**AIM OF THE EXERCISE:** From the entries that follow, copy exactly the lines beginning at the line holding "point at the rock outcrop" and continuing through the line holding "point at the white cloud".
RECORDS PROVIDED START
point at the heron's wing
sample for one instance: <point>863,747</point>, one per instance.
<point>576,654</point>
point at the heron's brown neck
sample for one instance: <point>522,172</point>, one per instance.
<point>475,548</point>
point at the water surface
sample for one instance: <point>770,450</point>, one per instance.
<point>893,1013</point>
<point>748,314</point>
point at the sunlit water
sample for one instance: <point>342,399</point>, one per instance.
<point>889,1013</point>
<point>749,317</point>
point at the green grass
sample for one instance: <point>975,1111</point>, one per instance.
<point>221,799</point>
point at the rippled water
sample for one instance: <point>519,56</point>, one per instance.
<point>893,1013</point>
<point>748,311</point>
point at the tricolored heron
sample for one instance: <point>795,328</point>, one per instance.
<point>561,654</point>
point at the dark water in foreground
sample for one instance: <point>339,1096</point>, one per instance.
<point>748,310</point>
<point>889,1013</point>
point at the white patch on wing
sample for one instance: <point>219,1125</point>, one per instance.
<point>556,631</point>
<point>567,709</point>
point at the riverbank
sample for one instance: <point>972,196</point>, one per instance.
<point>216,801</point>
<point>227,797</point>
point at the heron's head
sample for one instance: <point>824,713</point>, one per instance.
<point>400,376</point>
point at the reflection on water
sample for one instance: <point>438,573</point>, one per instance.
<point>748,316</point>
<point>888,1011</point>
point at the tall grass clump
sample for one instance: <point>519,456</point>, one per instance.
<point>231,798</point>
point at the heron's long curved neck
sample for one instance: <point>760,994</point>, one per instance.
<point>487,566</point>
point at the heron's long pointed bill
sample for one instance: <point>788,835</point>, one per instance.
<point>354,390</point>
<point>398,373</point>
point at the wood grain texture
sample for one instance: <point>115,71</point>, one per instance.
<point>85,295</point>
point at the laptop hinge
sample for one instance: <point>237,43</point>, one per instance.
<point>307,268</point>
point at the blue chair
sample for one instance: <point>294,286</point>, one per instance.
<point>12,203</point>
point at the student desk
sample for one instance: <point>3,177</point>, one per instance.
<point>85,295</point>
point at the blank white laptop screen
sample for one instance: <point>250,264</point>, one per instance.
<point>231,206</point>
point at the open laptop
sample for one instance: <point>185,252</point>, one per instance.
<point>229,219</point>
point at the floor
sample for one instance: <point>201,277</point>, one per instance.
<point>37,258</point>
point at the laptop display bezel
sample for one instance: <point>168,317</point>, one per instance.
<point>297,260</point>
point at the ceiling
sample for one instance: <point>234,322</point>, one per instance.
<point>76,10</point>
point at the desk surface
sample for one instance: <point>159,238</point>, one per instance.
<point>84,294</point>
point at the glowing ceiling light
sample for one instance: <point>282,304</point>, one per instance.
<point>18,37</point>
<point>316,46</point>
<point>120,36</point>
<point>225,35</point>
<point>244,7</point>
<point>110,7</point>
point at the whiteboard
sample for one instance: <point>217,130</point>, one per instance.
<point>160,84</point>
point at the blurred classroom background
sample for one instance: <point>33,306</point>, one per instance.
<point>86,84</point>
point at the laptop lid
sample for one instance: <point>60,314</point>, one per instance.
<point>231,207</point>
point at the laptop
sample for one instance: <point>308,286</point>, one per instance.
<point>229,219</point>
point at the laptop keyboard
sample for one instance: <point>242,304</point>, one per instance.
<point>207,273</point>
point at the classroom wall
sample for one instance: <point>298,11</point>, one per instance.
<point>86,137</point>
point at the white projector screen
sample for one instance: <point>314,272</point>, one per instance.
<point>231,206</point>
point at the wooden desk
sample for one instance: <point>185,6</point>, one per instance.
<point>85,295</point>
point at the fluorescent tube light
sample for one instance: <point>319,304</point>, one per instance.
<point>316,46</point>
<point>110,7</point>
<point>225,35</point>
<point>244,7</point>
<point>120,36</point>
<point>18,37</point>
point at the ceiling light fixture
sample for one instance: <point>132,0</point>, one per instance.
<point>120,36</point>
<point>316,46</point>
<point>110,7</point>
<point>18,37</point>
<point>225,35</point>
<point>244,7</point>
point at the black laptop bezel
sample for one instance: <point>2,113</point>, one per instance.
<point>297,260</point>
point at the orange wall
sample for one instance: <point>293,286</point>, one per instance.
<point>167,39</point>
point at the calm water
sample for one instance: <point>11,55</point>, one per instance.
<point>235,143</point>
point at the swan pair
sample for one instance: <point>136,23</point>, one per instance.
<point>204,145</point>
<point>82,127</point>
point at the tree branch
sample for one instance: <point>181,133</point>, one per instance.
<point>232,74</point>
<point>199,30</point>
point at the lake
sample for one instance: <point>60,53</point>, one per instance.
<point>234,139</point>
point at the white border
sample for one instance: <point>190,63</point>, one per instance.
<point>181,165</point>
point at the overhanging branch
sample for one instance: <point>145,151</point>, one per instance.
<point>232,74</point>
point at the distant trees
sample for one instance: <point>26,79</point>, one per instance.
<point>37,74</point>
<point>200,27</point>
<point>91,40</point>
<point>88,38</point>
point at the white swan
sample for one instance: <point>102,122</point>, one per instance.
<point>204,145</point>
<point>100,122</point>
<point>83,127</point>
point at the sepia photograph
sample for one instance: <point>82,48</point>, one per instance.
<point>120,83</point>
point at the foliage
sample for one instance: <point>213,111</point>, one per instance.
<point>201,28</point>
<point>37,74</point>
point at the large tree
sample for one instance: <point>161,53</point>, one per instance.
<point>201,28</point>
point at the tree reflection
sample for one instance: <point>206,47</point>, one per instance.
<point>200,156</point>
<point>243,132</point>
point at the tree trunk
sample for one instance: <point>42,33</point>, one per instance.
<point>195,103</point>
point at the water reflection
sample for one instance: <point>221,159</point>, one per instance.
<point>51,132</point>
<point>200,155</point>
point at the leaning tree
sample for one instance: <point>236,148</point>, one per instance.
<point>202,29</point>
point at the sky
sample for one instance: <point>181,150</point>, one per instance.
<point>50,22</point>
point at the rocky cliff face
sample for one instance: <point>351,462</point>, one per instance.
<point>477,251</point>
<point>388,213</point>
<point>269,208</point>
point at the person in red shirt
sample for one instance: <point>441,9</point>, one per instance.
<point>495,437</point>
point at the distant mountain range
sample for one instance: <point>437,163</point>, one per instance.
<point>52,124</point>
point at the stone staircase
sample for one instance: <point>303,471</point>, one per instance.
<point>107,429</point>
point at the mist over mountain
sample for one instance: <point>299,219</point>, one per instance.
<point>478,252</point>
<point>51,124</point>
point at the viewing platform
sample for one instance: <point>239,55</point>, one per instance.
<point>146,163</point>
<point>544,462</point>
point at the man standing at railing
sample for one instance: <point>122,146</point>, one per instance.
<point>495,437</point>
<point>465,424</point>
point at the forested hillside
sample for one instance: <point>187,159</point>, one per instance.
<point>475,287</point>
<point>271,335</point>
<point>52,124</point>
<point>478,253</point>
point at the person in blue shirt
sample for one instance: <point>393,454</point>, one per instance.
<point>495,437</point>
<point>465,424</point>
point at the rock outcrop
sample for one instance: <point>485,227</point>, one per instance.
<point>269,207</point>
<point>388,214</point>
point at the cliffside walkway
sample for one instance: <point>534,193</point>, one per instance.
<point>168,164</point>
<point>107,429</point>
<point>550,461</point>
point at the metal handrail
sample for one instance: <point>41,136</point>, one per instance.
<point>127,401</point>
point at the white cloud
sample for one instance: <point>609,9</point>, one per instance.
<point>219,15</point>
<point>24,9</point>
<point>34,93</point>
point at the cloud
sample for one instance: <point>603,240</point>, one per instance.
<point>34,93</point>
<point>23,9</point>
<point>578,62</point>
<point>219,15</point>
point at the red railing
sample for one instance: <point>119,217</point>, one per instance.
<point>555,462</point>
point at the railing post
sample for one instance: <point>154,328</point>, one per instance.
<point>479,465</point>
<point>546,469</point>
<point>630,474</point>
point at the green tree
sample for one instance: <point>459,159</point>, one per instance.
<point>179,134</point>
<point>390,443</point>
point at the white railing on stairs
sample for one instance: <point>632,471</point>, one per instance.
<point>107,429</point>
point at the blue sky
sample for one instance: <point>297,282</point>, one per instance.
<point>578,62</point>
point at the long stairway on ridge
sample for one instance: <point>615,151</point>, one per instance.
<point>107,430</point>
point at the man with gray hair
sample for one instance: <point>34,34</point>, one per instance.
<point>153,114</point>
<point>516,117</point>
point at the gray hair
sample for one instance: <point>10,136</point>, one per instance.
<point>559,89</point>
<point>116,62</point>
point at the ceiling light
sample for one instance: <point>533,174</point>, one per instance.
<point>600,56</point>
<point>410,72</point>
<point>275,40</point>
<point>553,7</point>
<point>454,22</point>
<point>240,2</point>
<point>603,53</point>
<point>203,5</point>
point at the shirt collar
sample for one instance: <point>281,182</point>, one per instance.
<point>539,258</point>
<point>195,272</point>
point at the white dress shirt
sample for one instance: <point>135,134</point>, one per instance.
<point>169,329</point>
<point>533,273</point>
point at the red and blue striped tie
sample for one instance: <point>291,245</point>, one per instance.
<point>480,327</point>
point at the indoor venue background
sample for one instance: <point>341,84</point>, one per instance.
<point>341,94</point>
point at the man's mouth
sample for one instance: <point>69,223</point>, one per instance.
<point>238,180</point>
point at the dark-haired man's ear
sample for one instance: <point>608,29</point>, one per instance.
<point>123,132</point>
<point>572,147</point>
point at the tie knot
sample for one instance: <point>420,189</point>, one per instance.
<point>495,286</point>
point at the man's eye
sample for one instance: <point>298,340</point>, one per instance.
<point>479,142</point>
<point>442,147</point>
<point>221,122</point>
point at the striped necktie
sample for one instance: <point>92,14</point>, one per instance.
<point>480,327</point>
RECORDS PROVIDED END
**SOLUTION TO THE EXERCISE:**
point at the rock outcrop
sample for one instance: <point>485,227</point>, one per instance.
<point>269,207</point>
<point>388,214</point>
point at the cliffside walkway
sample for one instance: <point>534,193</point>, one per instance.
<point>168,164</point>
<point>107,429</point>
<point>550,461</point>
point at the metal handrail
sample for one instance: <point>41,136</point>, one per instance.
<point>127,401</point>
point at the white cloud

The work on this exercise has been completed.